# mounting a short shaft motor on carolina skiff j12



## Brett (Jul 16, 2008)

What is your existing transom height?


----------



## mark_gardner (Mar 18, 2009)

you sure its too high? i have never seen a 12' carolina skiff that wouldnt accept a 15" short shaft motor, maybe you can post a few pics of it?


----------



## mhinkle90 (Feb 24, 2011)

I'm trying to post this from my phone so its not the easiest! Lol But I took a yellow measuring tapr and laid it on the bunks so you can see where the bottom of the boat its. It's a 20inch transom. If you look closely at one of the pics you can see where the previous owner fiberglassed to increase transom height. Thanks you for the replies!


----------



## mhinkle90 (Feb 24, 2011)

Ok so its not letting me post pics due to it being to big of kb size so i'll post when I get home. Hour or so.


----------



## topnative2 (Feb 22, 2009)

jackplate--but your overpowered and quota bait. [smiley=badidea.gif]


----------



## mhinkle90 (Feb 24, 2011)

i know its a smaller boat but its a lot heavier than my 14ft jon i had with the 25hp. heres pics!!!


----------



## mhinkle90 (Feb 24, 2011)

more pics...sorry i dont knwo how to do more than one at a time.


----------



## mhinkle90 (Feb 24, 2011)

look close and you can see the fiberglass work the previous owner did since he had a 20 inch shaft


----------



## mhinkle90 (Feb 24, 2011)

my boat


----------



## levip (Dec 4, 2010)

cut that crap out ! use a sawzall and cut about 1/4" above the bottom of the new stuff that was put in there you may find that the original top of the transom is intact and all you have to do is a little chizeling and grinding  back down to where it was and who knows ? maybe you go to cut it and the new stuff comes right off? either way id put it back to where it was


----------



## mhinkle90 (Feb 24, 2011)

The transom is strong as can be. No chisel would work but saws all would. What would be more cost effective and take lest time? Jack plate about 140(bobs) or cut and refiberglass( idk how so I'd have to hire)

● Problem to solve: Extend the forum thread above about fitting a short-shaft motor to a 12-foot Carolina Skiff, picking up after its last post. You won't need the lines that come next.

● Information supplied:

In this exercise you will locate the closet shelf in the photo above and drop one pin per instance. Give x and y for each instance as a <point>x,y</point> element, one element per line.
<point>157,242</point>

● Result:
Input


----------



## mark_gardner (Mar 18, 2009)

i dont think a jack plates gonna work cause that will set your motor too low to steer, i would restore the transom to where it use to be


----------



## mhinkle90 (Feb 24, 2011)

decision is final. im cutting the transom. thanks for the input guys as i would've initially bought a jackplate!!

i'll post pics of progress and how it turns out!


----------



## Robert_Baltean (Feb 26, 2011)

I have the exact same problem with my build. I've decided I'm gonna cut about 4" off of the transom to put my cavitation plate 1" above the bottom. Lucky for me, I have an aluminum boat that is in the strip down phase and it can easily be hidden after paint. I've checked and it will not interfere with my stearing. 

Sorry to hyjack you post.


----------



## esteroali (Feb 23, 2011)

So I have a J12 and just bought a Tohatsu 30hp from Nexo on this board. My shaft is now to long....wanna trade??Just kidding, I am thinking of getting a stationary jack plate, any suggestions.


----------



## mhinkle90 (Feb 24, 2011)

no problem buddy! let me know how it turns out! btw what kind of jon boat do you have? yr, make, length. i just got rid of my 14ft grumman.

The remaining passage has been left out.